### Job 1
Identify every line in the records that contains the string "plank", and copy each such line. Case counts.

Over a decade though, Peter Farris author of books like Last Call For The Living and his latest, The Devil Himself, wrote a about a group of friends facing off a pack of bears high on meth. The story grabbed me and about anybody else that read it.

As fellow rural noir bad ass, Eryk Pruitt says, "Cocaine Bears are for pussies. Peter knows how to CRANK it to eleven."

Peter was kind enough to allow The Hard Word to post the story with a small stroll down memory lane with it.

THE HARD WORD: Where you inspired by the same 1985 story about the bear discovering a dropped shipment of cocaine

PETER FARRIS: No, I'd never even heard of it. The story was inspired by a trip to the Tennessee/Virginia

state line for a NASCAR race at Bristol Motor Speedway. My (now) wife and some dear friends spent the race weekend in a picturesque mountain cabin...and on our way we passed the fairly fresh burnt-out husk of a home we could only assume to have been a meth lab explosion. This was in March 2010 IIRC (Jimmie Johnson won the race btw). During our stay I had a notion: "What if the proprietor of our cabin rental ran a local meth syndicate and we stumbled upon it...and what if the local wildlife got into the supply and went on a rampage?"

### Records shown
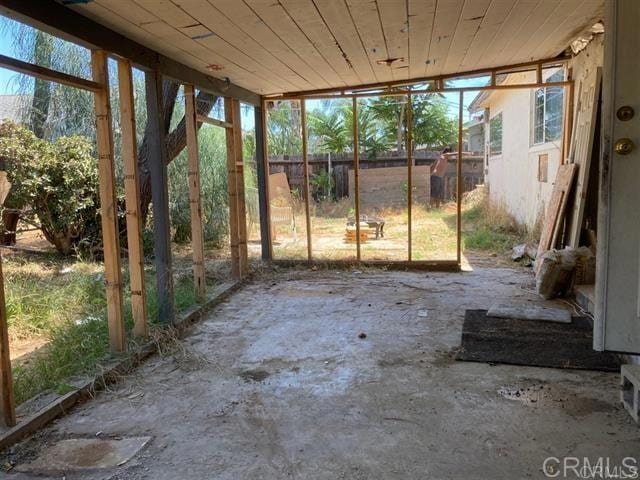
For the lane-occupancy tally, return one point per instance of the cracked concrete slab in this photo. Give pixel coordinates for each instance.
(84, 455)
(277, 383)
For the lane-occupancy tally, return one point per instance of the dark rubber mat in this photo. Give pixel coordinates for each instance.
(533, 343)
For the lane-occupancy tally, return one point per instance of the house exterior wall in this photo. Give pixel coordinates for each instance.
(512, 176)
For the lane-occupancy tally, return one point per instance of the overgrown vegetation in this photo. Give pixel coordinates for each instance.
(60, 304)
(54, 186)
(488, 226)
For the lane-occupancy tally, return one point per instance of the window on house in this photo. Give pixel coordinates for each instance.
(547, 111)
(495, 135)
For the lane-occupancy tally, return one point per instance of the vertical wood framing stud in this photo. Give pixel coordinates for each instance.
(108, 205)
(233, 191)
(160, 197)
(459, 181)
(132, 199)
(305, 160)
(409, 142)
(356, 174)
(195, 200)
(7, 405)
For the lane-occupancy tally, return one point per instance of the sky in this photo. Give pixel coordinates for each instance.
(8, 85)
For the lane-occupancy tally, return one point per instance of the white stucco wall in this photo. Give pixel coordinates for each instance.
(513, 176)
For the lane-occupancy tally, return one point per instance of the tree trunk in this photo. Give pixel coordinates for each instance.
(10, 221)
(42, 51)
(176, 139)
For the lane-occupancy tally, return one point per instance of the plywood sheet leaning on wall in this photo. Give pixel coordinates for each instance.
(556, 209)
(582, 148)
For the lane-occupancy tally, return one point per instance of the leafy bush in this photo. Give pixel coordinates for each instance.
(54, 184)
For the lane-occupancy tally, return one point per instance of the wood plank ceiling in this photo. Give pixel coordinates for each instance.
(276, 46)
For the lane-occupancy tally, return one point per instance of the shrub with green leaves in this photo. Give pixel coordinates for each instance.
(55, 185)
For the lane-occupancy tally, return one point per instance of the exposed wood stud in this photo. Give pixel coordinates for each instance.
(459, 181)
(108, 204)
(262, 174)
(240, 196)
(567, 131)
(160, 197)
(539, 73)
(267, 170)
(132, 199)
(233, 192)
(48, 74)
(305, 160)
(356, 174)
(195, 200)
(409, 146)
(7, 404)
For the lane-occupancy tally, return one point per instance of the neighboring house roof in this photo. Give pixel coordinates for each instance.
(12, 107)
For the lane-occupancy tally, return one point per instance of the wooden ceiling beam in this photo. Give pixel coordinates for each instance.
(50, 16)
(489, 72)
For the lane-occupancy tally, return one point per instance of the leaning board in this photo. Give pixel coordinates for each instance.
(556, 209)
(581, 149)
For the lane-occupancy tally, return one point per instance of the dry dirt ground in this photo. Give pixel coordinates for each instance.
(276, 383)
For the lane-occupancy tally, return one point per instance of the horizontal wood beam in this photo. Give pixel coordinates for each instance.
(48, 74)
(52, 17)
(213, 121)
(400, 92)
(437, 80)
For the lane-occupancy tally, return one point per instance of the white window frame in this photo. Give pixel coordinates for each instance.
(532, 130)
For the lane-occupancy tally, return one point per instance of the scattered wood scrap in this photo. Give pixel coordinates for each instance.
(556, 209)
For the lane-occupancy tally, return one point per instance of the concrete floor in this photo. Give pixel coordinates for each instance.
(276, 384)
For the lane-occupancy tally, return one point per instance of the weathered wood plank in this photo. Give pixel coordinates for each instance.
(305, 160)
(108, 204)
(132, 199)
(160, 197)
(240, 197)
(236, 271)
(263, 185)
(195, 201)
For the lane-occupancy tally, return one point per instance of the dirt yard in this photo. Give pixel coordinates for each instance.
(347, 375)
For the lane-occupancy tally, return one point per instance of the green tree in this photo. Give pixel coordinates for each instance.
(57, 181)
(284, 133)
(432, 126)
(327, 131)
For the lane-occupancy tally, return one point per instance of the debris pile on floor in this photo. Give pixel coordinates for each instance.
(560, 270)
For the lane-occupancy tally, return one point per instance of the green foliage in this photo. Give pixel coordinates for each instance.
(62, 110)
(55, 184)
(213, 184)
(432, 127)
(321, 184)
(284, 133)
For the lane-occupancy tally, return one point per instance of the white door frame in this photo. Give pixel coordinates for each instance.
(614, 327)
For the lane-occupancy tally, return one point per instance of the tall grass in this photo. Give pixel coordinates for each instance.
(488, 225)
(63, 302)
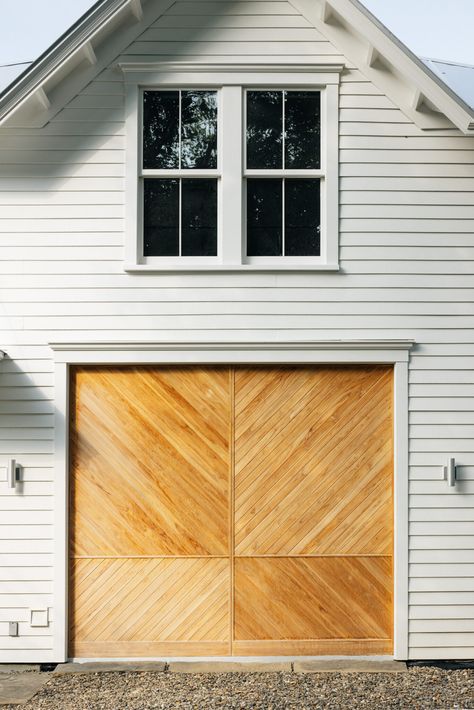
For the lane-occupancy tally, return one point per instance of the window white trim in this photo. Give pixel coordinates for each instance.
(394, 352)
(230, 81)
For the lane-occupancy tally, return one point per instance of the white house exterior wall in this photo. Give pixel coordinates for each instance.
(406, 254)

### Job 2
In the Peter Farris interview, what event took him to the Tennessee/Virginia state line?

### Exercise result 1
For the lane-occupancy tally, return one point per instance of the wood plank ceiling in this photo. Give pixel coordinates for each instance.
For the lane-occupancy tally, return one point per instance of the weathered wood plank in this photo. Give pixel coordinates for each instance.

### Exercise result 2
A NASCAR race at Bristol Motor Speedway.